--- START ---
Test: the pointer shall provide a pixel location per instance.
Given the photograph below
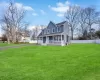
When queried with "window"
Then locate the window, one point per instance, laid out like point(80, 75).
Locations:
point(45, 31)
point(53, 30)
point(58, 29)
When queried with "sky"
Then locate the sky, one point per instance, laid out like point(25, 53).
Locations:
point(40, 12)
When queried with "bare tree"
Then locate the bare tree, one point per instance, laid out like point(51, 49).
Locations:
point(92, 17)
point(72, 17)
point(82, 21)
point(12, 21)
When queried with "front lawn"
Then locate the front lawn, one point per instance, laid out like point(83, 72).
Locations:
point(73, 62)
point(5, 44)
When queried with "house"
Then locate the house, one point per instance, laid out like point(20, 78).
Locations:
point(55, 34)
point(35, 32)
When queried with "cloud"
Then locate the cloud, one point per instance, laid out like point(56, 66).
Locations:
point(4, 5)
point(60, 15)
point(60, 8)
point(43, 12)
point(27, 8)
point(34, 14)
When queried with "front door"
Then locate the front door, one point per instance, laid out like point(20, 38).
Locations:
point(44, 39)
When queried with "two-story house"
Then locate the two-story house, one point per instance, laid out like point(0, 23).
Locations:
point(55, 34)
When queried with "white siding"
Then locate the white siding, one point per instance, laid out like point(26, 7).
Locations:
point(86, 41)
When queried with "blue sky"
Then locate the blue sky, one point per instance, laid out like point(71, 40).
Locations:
point(40, 12)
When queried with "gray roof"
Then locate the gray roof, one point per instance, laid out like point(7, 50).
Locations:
point(61, 23)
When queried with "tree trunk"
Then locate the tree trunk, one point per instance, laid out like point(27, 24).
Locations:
point(72, 34)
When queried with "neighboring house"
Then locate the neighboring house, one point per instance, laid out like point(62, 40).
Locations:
point(55, 34)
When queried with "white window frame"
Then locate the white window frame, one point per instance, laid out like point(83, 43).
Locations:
point(58, 29)
point(48, 31)
point(53, 30)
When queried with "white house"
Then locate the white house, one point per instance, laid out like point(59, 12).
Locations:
point(55, 34)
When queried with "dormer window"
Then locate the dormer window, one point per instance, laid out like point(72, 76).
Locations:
point(58, 29)
point(45, 31)
point(48, 31)
point(53, 30)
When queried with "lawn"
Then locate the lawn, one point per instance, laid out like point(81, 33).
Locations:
point(5, 44)
point(73, 62)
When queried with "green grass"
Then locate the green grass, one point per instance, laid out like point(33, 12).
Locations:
point(73, 62)
point(5, 44)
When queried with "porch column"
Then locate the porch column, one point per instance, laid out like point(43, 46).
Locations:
point(62, 41)
point(47, 39)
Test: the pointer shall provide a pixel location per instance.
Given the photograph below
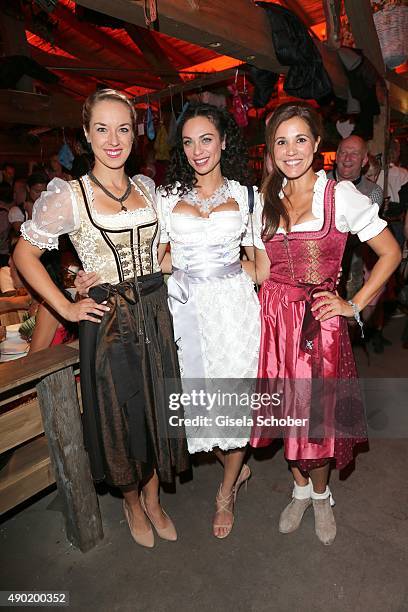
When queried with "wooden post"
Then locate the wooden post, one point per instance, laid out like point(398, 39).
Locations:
point(61, 417)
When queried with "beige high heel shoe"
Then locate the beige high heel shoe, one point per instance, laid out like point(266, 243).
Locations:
point(145, 538)
point(167, 533)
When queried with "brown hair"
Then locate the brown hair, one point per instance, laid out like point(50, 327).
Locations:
point(106, 94)
point(274, 208)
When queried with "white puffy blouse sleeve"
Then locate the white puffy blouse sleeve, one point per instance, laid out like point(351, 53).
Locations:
point(355, 213)
point(54, 213)
point(254, 225)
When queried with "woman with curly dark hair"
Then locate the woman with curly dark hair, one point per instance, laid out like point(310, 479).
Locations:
point(205, 216)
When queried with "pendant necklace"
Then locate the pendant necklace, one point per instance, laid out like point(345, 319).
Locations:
point(119, 199)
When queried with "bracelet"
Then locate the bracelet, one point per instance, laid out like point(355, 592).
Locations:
point(356, 315)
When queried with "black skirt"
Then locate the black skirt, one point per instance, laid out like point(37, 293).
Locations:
point(128, 368)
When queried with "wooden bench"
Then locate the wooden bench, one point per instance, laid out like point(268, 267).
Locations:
point(38, 395)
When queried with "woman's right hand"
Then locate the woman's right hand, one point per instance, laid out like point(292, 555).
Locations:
point(84, 281)
point(85, 310)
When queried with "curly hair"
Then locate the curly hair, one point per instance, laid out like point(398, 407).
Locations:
point(234, 159)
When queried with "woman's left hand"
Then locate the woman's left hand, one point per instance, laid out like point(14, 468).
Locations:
point(327, 305)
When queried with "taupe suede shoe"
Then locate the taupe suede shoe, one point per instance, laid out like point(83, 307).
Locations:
point(292, 515)
point(325, 524)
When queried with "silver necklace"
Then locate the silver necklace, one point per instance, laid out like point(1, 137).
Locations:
point(205, 205)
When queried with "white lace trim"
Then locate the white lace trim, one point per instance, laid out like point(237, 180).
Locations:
point(49, 246)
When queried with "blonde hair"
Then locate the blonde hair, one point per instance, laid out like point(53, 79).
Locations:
point(106, 94)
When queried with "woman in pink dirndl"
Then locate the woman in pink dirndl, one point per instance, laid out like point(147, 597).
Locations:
point(305, 353)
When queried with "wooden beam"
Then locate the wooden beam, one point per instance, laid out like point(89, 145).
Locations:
point(365, 35)
point(153, 53)
point(35, 109)
point(241, 30)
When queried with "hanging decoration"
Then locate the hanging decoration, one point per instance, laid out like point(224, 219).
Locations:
point(238, 109)
point(161, 144)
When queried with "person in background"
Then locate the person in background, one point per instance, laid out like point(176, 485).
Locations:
point(36, 184)
point(373, 168)
point(204, 214)
point(7, 174)
point(54, 169)
point(351, 158)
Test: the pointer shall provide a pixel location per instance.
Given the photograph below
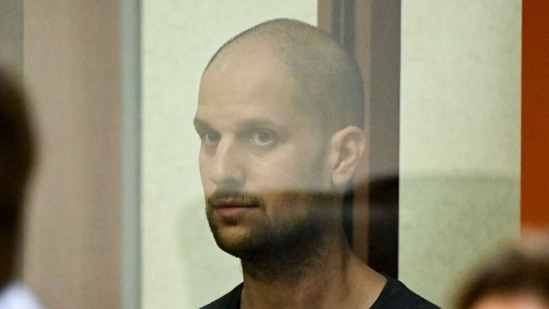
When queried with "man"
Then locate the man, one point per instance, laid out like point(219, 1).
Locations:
point(515, 278)
point(16, 161)
point(280, 112)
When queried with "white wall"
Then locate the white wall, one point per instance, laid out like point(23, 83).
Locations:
point(460, 137)
point(181, 265)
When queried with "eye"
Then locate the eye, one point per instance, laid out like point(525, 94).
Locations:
point(210, 138)
point(262, 138)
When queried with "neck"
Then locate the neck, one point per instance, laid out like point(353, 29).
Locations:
point(335, 278)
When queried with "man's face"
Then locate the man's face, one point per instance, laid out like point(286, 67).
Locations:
point(262, 164)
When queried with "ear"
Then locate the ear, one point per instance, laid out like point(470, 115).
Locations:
point(346, 148)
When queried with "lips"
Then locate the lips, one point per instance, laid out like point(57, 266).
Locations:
point(233, 204)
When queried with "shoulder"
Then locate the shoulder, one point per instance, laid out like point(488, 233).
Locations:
point(230, 300)
point(396, 295)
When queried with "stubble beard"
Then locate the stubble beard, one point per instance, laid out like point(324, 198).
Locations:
point(284, 248)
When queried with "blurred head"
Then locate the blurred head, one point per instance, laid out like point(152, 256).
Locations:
point(279, 114)
point(16, 161)
point(517, 279)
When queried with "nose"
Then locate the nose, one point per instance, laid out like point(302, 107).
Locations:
point(227, 168)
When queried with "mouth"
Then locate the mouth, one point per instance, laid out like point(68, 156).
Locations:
point(233, 205)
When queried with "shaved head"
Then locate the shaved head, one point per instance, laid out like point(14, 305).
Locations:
point(326, 82)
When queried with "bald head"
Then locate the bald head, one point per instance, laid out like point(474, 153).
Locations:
point(325, 81)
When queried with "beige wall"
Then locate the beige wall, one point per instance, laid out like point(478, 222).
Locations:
point(460, 138)
point(71, 66)
point(181, 265)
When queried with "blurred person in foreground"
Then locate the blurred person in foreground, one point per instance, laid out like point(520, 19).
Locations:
point(517, 278)
point(280, 116)
point(16, 161)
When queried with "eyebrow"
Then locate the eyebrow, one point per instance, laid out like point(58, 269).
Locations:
point(251, 123)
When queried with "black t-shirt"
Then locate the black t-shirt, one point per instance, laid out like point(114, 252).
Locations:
point(394, 295)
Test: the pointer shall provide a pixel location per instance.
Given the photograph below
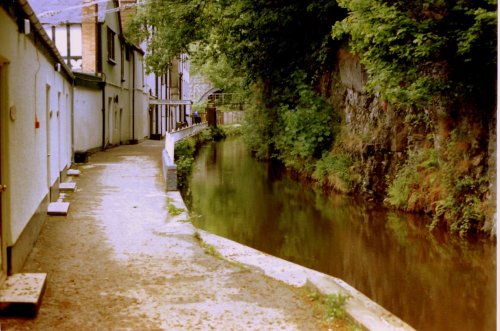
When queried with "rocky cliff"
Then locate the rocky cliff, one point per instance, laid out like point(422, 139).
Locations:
point(440, 160)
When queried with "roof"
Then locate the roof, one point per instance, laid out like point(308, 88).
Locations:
point(22, 10)
point(57, 12)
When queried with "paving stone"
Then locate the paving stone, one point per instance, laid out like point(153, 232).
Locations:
point(21, 294)
point(58, 208)
point(73, 172)
point(70, 186)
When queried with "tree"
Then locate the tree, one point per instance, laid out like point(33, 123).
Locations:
point(419, 51)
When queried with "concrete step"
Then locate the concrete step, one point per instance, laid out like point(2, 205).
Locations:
point(21, 294)
point(73, 172)
point(58, 208)
point(67, 187)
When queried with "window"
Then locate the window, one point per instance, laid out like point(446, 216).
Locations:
point(111, 46)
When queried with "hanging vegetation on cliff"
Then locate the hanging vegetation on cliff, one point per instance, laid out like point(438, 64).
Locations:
point(431, 69)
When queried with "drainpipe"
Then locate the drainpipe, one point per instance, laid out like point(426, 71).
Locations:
point(133, 98)
point(103, 86)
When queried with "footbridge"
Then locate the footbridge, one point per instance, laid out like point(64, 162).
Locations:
point(168, 158)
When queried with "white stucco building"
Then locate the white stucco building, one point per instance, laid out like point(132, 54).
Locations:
point(110, 100)
point(36, 97)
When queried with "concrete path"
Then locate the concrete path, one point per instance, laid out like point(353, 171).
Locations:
point(119, 262)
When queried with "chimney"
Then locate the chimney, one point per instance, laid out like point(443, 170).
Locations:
point(89, 37)
point(127, 10)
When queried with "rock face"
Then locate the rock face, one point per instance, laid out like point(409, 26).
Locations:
point(381, 137)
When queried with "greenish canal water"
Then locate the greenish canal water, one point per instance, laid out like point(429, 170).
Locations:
point(431, 281)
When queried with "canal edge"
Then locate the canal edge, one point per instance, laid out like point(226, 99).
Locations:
point(367, 313)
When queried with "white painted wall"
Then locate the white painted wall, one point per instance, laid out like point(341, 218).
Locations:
point(88, 119)
point(28, 74)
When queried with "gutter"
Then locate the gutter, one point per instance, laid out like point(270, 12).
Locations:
point(40, 31)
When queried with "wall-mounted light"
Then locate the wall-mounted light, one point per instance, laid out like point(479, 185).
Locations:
point(27, 26)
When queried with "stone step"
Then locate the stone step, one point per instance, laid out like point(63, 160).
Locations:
point(21, 294)
point(58, 208)
point(67, 187)
point(73, 172)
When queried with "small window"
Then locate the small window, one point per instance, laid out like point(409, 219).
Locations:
point(111, 46)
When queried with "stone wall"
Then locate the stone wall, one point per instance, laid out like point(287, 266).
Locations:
point(377, 135)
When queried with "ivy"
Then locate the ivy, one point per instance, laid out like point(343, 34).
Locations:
point(421, 51)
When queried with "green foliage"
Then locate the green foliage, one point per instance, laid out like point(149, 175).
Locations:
point(184, 159)
point(232, 130)
point(173, 210)
point(184, 148)
point(334, 304)
point(334, 171)
point(307, 128)
point(417, 51)
point(399, 191)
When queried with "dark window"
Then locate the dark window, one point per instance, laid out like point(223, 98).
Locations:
point(111, 46)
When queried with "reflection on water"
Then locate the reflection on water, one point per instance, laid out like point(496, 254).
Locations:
point(433, 282)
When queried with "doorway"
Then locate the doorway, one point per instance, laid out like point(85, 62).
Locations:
point(48, 116)
point(3, 106)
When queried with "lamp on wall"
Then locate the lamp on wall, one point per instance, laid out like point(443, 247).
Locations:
point(27, 26)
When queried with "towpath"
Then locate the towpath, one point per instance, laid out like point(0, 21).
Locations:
point(118, 262)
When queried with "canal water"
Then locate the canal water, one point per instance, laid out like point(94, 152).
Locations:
point(431, 281)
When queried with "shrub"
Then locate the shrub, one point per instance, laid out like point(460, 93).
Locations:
point(334, 171)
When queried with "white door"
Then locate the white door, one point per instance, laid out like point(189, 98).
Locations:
point(3, 93)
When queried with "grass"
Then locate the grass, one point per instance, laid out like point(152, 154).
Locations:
point(174, 211)
point(331, 308)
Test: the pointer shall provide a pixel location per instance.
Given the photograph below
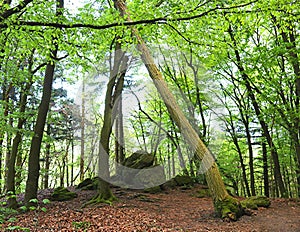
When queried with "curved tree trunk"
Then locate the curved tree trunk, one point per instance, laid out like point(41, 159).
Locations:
point(225, 206)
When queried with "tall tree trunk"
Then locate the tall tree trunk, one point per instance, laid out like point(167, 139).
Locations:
point(216, 185)
point(264, 125)
point(82, 128)
point(34, 154)
point(265, 170)
point(47, 158)
point(11, 169)
point(113, 92)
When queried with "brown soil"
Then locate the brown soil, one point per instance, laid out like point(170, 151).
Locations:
point(175, 210)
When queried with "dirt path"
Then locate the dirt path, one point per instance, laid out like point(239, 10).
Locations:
point(177, 210)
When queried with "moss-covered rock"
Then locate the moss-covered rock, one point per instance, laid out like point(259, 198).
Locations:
point(255, 202)
point(183, 180)
point(139, 160)
point(229, 209)
point(204, 192)
point(153, 190)
point(89, 184)
point(169, 184)
point(62, 194)
point(149, 177)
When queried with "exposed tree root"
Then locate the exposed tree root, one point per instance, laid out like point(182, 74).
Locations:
point(99, 198)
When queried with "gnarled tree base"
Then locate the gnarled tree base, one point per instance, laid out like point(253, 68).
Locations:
point(229, 209)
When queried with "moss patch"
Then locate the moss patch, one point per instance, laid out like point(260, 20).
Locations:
point(229, 209)
point(62, 194)
point(203, 193)
point(183, 180)
point(153, 190)
point(255, 202)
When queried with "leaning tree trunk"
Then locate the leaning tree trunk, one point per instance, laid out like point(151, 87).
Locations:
point(225, 206)
point(113, 92)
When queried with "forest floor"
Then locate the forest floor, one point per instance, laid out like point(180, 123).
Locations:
point(174, 210)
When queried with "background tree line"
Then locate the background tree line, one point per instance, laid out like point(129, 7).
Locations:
point(232, 62)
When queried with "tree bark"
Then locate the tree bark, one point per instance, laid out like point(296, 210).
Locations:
point(34, 155)
point(264, 125)
point(216, 185)
point(115, 82)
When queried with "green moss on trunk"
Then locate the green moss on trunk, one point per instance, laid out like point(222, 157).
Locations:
point(104, 195)
point(229, 209)
point(255, 202)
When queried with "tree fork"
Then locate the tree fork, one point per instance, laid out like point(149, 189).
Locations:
point(226, 206)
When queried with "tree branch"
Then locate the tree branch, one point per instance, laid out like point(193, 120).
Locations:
point(160, 20)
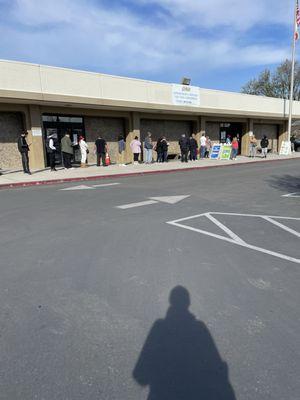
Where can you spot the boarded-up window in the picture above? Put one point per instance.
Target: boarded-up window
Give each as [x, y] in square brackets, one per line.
[108, 128]
[270, 130]
[171, 129]
[11, 126]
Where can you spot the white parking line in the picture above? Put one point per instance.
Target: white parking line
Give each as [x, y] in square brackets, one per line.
[234, 238]
[107, 184]
[284, 227]
[139, 204]
[297, 194]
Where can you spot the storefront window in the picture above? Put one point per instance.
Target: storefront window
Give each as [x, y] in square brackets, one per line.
[49, 118]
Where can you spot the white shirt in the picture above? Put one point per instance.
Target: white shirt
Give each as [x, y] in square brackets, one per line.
[83, 146]
[51, 144]
[203, 141]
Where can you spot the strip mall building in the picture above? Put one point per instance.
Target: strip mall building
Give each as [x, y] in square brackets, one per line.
[42, 99]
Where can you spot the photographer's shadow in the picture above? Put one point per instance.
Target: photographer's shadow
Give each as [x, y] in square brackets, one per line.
[179, 360]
--- END ---
Problem
The listing above holds a line with "Then locate the curly" and a line with "Then locate the taupe". Print the stretch from the first through the second, exactly and alone.

Response to this exercise
Then locate the curly hair, one point per instance, laid out like point(398, 407).
Locations:
point(234, 159)
When queried with "woman's left hand"
Then locate the woman's left hand, one point per instance, laid out like point(14, 468).
Locations:
point(327, 305)
When queried with "taupe suede shoe"
Then locate the taupe suede shoe, one point per instance, laid out like point(83, 307).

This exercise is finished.